WORK INSTRUCTIONS
Convert the items below into a JSON array of strings, one string per line, with blank lines omitted.

[Begin LISTING]

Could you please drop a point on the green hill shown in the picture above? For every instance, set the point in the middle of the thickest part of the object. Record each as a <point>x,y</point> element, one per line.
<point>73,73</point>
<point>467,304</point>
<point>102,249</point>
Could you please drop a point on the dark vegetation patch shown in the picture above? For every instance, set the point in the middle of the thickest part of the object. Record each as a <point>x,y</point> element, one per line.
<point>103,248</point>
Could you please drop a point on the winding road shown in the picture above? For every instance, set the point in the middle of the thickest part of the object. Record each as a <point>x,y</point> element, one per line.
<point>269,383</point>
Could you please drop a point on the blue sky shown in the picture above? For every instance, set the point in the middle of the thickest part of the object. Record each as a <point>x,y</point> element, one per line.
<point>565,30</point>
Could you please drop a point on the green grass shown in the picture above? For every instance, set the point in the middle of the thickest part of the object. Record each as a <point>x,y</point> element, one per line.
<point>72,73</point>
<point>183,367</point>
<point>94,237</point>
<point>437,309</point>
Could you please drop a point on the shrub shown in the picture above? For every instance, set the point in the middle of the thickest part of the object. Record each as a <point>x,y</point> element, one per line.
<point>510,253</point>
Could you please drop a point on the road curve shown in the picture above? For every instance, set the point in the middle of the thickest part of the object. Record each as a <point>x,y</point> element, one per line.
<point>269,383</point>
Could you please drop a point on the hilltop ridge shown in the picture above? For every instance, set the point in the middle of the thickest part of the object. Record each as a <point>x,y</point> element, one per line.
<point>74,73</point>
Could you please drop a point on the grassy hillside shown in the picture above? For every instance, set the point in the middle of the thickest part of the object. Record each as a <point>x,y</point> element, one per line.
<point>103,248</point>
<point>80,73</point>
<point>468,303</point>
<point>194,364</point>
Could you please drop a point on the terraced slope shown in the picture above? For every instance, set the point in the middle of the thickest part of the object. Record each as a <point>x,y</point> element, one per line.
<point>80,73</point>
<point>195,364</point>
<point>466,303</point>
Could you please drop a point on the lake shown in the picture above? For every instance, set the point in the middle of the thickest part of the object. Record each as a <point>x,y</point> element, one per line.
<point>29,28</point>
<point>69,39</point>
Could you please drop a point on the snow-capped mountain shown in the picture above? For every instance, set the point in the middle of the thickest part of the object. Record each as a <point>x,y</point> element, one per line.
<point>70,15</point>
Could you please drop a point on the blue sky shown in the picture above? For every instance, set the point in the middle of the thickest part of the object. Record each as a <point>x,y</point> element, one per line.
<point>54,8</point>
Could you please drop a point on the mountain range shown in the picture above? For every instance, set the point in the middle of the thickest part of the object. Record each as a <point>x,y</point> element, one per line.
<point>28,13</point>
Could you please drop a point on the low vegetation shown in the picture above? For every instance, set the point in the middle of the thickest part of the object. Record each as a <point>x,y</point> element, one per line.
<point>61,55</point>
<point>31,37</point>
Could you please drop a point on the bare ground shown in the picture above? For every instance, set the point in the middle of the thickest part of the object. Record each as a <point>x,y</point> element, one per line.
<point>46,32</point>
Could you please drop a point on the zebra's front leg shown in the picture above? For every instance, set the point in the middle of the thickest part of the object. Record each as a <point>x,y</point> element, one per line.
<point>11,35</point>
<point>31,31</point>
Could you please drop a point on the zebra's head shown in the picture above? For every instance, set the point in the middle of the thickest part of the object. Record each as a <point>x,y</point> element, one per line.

[End LISTING]

EXPECTED ANSWER
[
  "Could you please drop a point on the green hill shown in the picture above? For every instance, set the point in the middle of the thickest part of the object. Record each as a <point>x,y</point> element, one per line.",
  "<point>73,73</point>",
  "<point>467,304</point>",
  "<point>102,249</point>",
  "Could you please drop a point on the dark vegetation patch shown in the picture above? For every instance, set the point in the middle of the thickest part of the object. Record each as a <point>x,y</point> element, one per line.",
  "<point>103,248</point>",
  "Could you please drop a point on the winding road shown in the picture above? For every instance, set the point in the middle of the thickest part of the object. Record each as a <point>x,y</point> element, one per line.",
  "<point>269,383</point>",
  "Could you please drop a point on the blue sky shown in the picture above? For every instance, set the point in the middle of the thickest part of the object. Record each as a <point>x,y</point> element, one per line.",
  "<point>565,30</point>",
  "Could you please drop a point on the green grass shown in the picture above? For every instance, set the point in the middle of the thickest part of the object. Record each as a <point>x,y</point> element, one per line.",
  "<point>72,73</point>",
  "<point>183,367</point>",
  "<point>94,237</point>",
  "<point>437,309</point>",
  "Could you please drop a point on the shrub shown in the picture above? For every instance, set the point in the middle of the thickest part of the object. Record each as a <point>x,y</point> element, one per line.",
  "<point>510,253</point>",
  "Could you please drop a point on the road curve shown in the picture above? For every instance, set the point in the middle of the thickest part of the object. Record each as a <point>x,y</point> element, one per line.",
  "<point>269,383</point>",
  "Could you please drop a point on the hilltop ridge shown in the picture above? For every instance, set the point in the middle of the thickest part of the object. Record each as a <point>x,y</point> element, one per line.",
  "<point>74,73</point>",
  "Could you please drop a point on the grassy hillside shown in the picture above? For every instance, set the point in the middle of the thickest part of the object. Record each as a <point>x,y</point> element, one per line.",
  "<point>103,248</point>",
  "<point>80,73</point>",
  "<point>468,303</point>",
  "<point>194,364</point>",
  "Could you please drop a point on the terraced slope shown in the picture above? For every instance, set the point in the middle of the thickest part of the object. Record each as a <point>x,y</point> element, one per line.",
  "<point>80,73</point>",
  "<point>195,364</point>",
  "<point>466,303</point>",
  "Could you please drop a point on the lake shown in the picture above? For every instance, set the point in the middle of the thickest part of the object. Record each as a <point>x,y</point> element, one per line.",
  "<point>29,28</point>",
  "<point>69,39</point>",
  "Could you please drop a point on the snow-capped mountain shown in the picture above? For every instance, set the point in the middle of the thickest part of the object. Record each as a <point>x,y</point> element, one per line.",
  "<point>70,15</point>",
  "Could you please drop a point on the blue sky shown in the picture above? For every instance, set the point in the middle of the thickest part of the object. Record each as a <point>x,y</point> element, one per line.",
  "<point>54,8</point>",
  "Could you please drop a point on the mountain range shown in the picture above? For every instance, set the point in the middle of the thickest part of the object. Record each as a <point>x,y</point> element, one per line.",
  "<point>28,13</point>",
  "Could you please drop a point on the low vegetation shown in the picture above? For every instance, set the point in the middle of the thickest part of the object. Record each as a <point>x,y</point> element, one per line.",
  "<point>61,55</point>",
  "<point>31,37</point>",
  "Could you please drop a point on the bare ground shown in the picture above? For every instance, set the point in the middle of the thickest part of the object. Record each as a <point>x,y</point> element, one per line.",
  "<point>46,32</point>",
  "Could you please drop a point on the zebra's front leg shown in the picture above? For every instance, set the point in the middle of the thickest part of the object. Record each as a <point>x,y</point> element, one per line.",
  "<point>11,35</point>",
  "<point>31,31</point>",
  "Could you please drop a point on the zebra's head shown in the picture above? For every instance, set the point in the middle of the thickest part of the object. Record each as a <point>x,y</point> element, one per line."
]